Problem details: Would you give the listing again exactly as written, minus its pictures?

Dataset records:
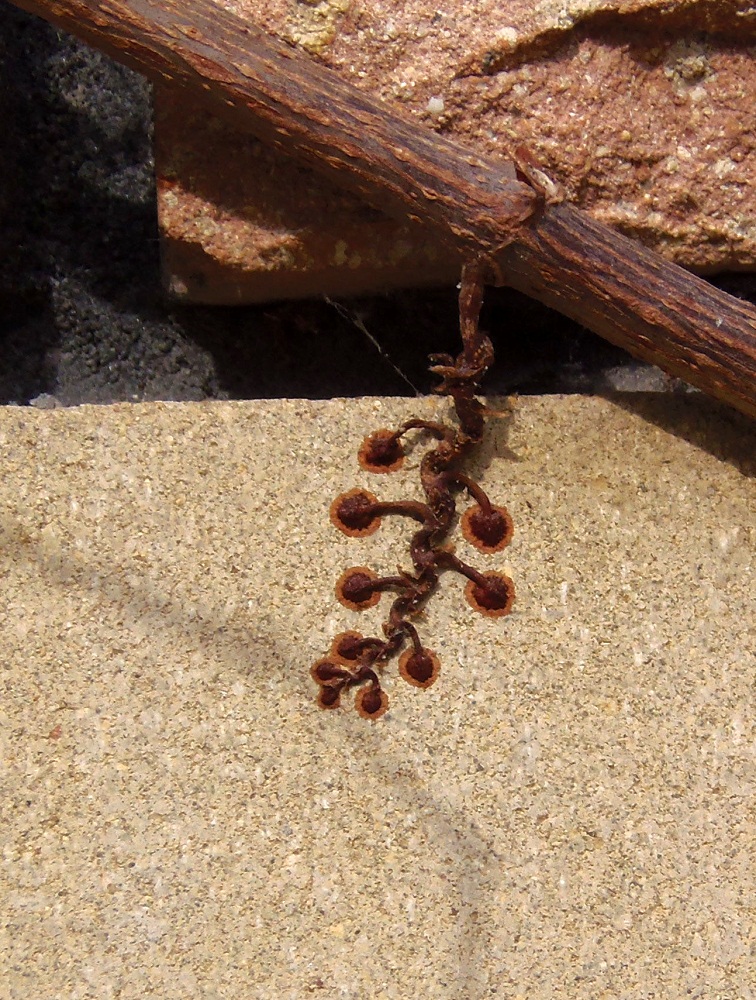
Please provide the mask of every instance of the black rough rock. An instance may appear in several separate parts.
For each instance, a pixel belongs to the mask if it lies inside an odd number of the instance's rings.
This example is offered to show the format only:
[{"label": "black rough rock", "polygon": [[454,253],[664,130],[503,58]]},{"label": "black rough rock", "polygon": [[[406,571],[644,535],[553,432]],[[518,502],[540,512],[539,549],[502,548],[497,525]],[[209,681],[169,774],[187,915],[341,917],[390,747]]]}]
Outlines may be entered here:
[{"label": "black rough rock", "polygon": [[[453,288],[168,302],[149,85],[2,0],[0,125],[0,403],[406,395],[429,390],[430,352],[457,352]],[[753,275],[718,283],[756,298]],[[489,292],[483,326],[489,392],[682,388],[514,292]]]}]

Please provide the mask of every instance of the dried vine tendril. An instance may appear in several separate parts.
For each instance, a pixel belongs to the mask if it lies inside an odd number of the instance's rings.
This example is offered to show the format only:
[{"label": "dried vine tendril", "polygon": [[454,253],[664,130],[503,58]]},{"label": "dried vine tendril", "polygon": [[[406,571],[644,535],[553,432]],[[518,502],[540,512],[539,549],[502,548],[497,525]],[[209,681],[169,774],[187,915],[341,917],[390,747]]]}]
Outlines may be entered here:
[{"label": "dried vine tendril", "polygon": [[407,644],[399,659],[401,676],[419,688],[435,682],[440,669],[438,657],[422,645],[412,619],[436,589],[441,571],[454,570],[467,578],[465,597],[481,614],[500,617],[512,608],[515,593],[509,577],[497,572],[480,573],[444,546],[454,520],[454,493],[458,490],[466,490],[473,500],[462,517],[462,532],[472,545],[482,552],[498,552],[509,544],[514,531],[505,508],[494,506],[477,483],[458,471],[461,460],[481,440],[484,429],[485,411],[475,391],[493,362],[493,346],[478,329],[482,301],[482,274],[476,266],[467,265],[462,271],[459,294],[462,353],[456,359],[448,354],[430,357],[430,370],[441,377],[435,391],[451,396],[459,426],[455,429],[430,420],[407,420],[397,430],[382,428],[370,434],[359,450],[363,469],[388,473],[402,465],[402,439],[409,431],[422,430],[435,439],[436,446],[423,456],[420,466],[425,503],[381,502],[367,490],[353,489],[331,504],[331,521],[353,537],[377,531],[381,518],[389,514],[412,518],[420,527],[410,542],[413,572],[399,570],[396,576],[379,577],[366,566],[355,566],[339,578],[336,596],[352,610],[372,607],[384,591],[396,596],[383,625],[384,638],[342,632],[333,640],[328,655],[312,666],[310,673],[320,687],[321,708],[337,708],[342,692],[358,687],[355,707],[359,714],[367,719],[380,718],[388,708],[388,697],[381,687],[378,667]]}]

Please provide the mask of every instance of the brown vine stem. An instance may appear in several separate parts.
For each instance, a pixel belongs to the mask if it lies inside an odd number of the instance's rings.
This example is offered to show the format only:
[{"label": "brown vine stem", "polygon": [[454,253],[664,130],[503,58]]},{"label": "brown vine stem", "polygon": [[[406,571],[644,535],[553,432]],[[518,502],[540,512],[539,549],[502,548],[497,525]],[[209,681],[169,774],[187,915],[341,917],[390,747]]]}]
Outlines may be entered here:
[{"label": "brown vine stem", "polygon": [[508,163],[425,130],[214,0],[15,0],[377,207],[431,227],[508,284],[756,416],[756,309],[564,204]]},{"label": "brown vine stem", "polygon": [[381,685],[380,669],[409,642],[411,648],[399,660],[399,673],[415,687],[428,688],[438,677],[441,664],[433,650],[420,642],[413,624],[438,585],[441,572],[453,570],[468,580],[465,595],[474,610],[500,617],[510,612],[515,599],[514,584],[503,573],[481,573],[449,549],[456,502],[454,491],[466,490],[474,500],[463,517],[467,540],[483,552],[498,552],[512,540],[513,524],[504,507],[495,507],[484,490],[459,465],[477,444],[484,429],[484,407],[475,392],[493,361],[493,347],[478,327],[483,302],[483,274],[474,265],[462,268],[459,318],[462,353],[456,358],[431,357],[431,371],[441,377],[436,392],[454,401],[458,426],[414,418],[396,431],[370,434],[360,449],[360,464],[369,472],[385,473],[398,468],[404,458],[403,438],[410,431],[425,431],[434,441],[420,463],[420,482],[425,502],[379,501],[363,489],[349,490],[331,504],[331,522],[352,537],[363,537],[378,529],[386,515],[399,515],[419,522],[410,542],[412,571],[379,577],[366,566],[353,566],[341,575],[336,595],[347,608],[362,611],[377,603],[385,591],[395,593],[383,639],[360,632],[337,636],[327,656],[310,671],[318,684],[321,708],[337,708],[342,692],[358,687],[355,706],[364,718],[378,719],[388,709],[388,695]]}]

Solution to this exercise:
Please provide the mask of every instance of the black rough rock. An instance may appear in several separate parts.
For each instance, a pixel belongs to the mask if it lies inside an odd number of the instance's rings.
This example is offered to show the format only:
[{"label": "black rough rock", "polygon": [[454,253],[664,130],[503,58]]},{"label": "black rough rock", "polygon": [[[406,571],[644,535],[553,432]],[[518,502],[540,512],[539,549],[502,548],[497,525]],[[209,681],[169,774],[187,915],[341,917],[390,747]]]}]
Outlines may be entered here:
[{"label": "black rough rock", "polygon": [[[453,288],[168,302],[149,85],[2,0],[0,125],[0,403],[406,395],[429,390],[430,352],[457,352]],[[753,275],[718,283],[756,298]],[[489,292],[483,326],[489,392],[682,388],[514,292]]]}]

Please provide the mask of every instance of the dried vine tendril. An instance may appear in several separate parts.
For each instance, a pixel belongs to the mask if it lies inside an odd number of the instance's rings.
This example is offered to show the format only:
[{"label": "dried vine tendril", "polygon": [[454,253],[664,130],[503,58]]},{"label": "dried vine tendril", "polygon": [[[406,571],[644,535],[553,432]],[[518,502],[540,512],[539,549],[502,548],[497,525]],[[209,681],[169,774],[187,915],[341,917],[390,747]]]}]
Outlines may be entered here:
[{"label": "dried vine tendril", "polygon": [[407,644],[399,659],[401,676],[419,688],[435,682],[440,669],[438,657],[422,645],[412,619],[436,589],[441,571],[454,570],[467,578],[465,597],[481,614],[500,617],[512,608],[515,593],[509,577],[497,572],[480,573],[444,546],[454,520],[454,493],[458,490],[466,490],[473,500],[462,517],[462,532],[472,545],[482,552],[498,552],[509,544],[514,531],[505,508],[494,506],[477,483],[458,471],[461,460],[481,440],[484,429],[485,411],[475,391],[493,362],[493,346],[478,329],[482,301],[482,274],[476,266],[467,265],[462,271],[459,294],[462,353],[456,359],[448,354],[430,357],[430,370],[441,377],[435,391],[451,396],[459,426],[455,429],[430,420],[407,420],[397,430],[382,428],[370,434],[359,450],[363,469],[388,473],[402,465],[402,439],[409,431],[422,430],[435,439],[436,446],[423,456],[420,466],[425,503],[381,502],[367,490],[353,489],[331,504],[331,521],[353,537],[377,531],[381,518],[389,514],[412,518],[420,527],[410,542],[413,572],[399,570],[396,576],[379,577],[366,566],[355,566],[339,578],[336,596],[352,610],[372,607],[384,591],[396,596],[383,625],[384,638],[342,632],[333,640],[328,655],[312,666],[310,673],[320,687],[321,708],[337,708],[342,692],[358,687],[355,707],[359,714],[367,719],[380,718],[388,708],[388,697],[381,687],[378,667]]}]

Please provide the mask of every instance of the brown vine stem. An instance may appear in several separate parts.
For each instance, a pixel belongs to the mask if it lies inside an odd number of the instance's rings.
This example is offered to show the format only:
[{"label": "brown vine stem", "polygon": [[454,253],[664,130],[503,58]]},{"label": "brown vine stem", "polygon": [[[406,571],[644,535],[553,432]],[[518,502],[540,512],[539,549],[502,548],[497,525]],[[209,681],[169,774],[187,915],[341,917],[390,747]]]}]
Outlines may be entered here:
[{"label": "brown vine stem", "polygon": [[508,163],[425,130],[214,0],[15,0],[377,207],[431,227],[508,284],[756,416],[756,309],[564,204]]},{"label": "brown vine stem", "polygon": [[381,685],[380,669],[409,642],[411,648],[399,660],[399,673],[415,687],[428,688],[438,677],[441,664],[433,650],[420,642],[413,624],[438,585],[441,572],[453,570],[468,580],[465,595],[474,610],[500,617],[510,612],[515,599],[514,584],[503,573],[481,573],[449,549],[456,502],[454,491],[466,490],[474,500],[463,517],[467,540],[483,552],[498,552],[512,540],[513,524],[504,507],[495,507],[484,490],[459,465],[477,444],[484,429],[484,407],[475,392],[493,361],[493,347],[478,327],[483,302],[483,274],[474,265],[462,268],[459,318],[462,353],[456,358],[431,357],[431,371],[441,377],[436,392],[454,401],[458,426],[414,418],[396,431],[370,434],[360,449],[360,464],[369,472],[385,473],[398,468],[404,458],[403,438],[410,431],[425,431],[434,441],[420,463],[420,482],[425,502],[379,501],[363,489],[349,490],[331,504],[331,522],[352,537],[363,537],[378,529],[386,515],[399,515],[419,522],[410,542],[412,571],[379,577],[366,566],[353,566],[341,575],[336,595],[347,608],[362,611],[377,603],[385,591],[395,593],[383,639],[360,632],[337,636],[327,656],[310,671],[318,684],[321,708],[337,708],[342,692],[358,687],[355,706],[364,718],[378,719],[388,709],[388,695]]}]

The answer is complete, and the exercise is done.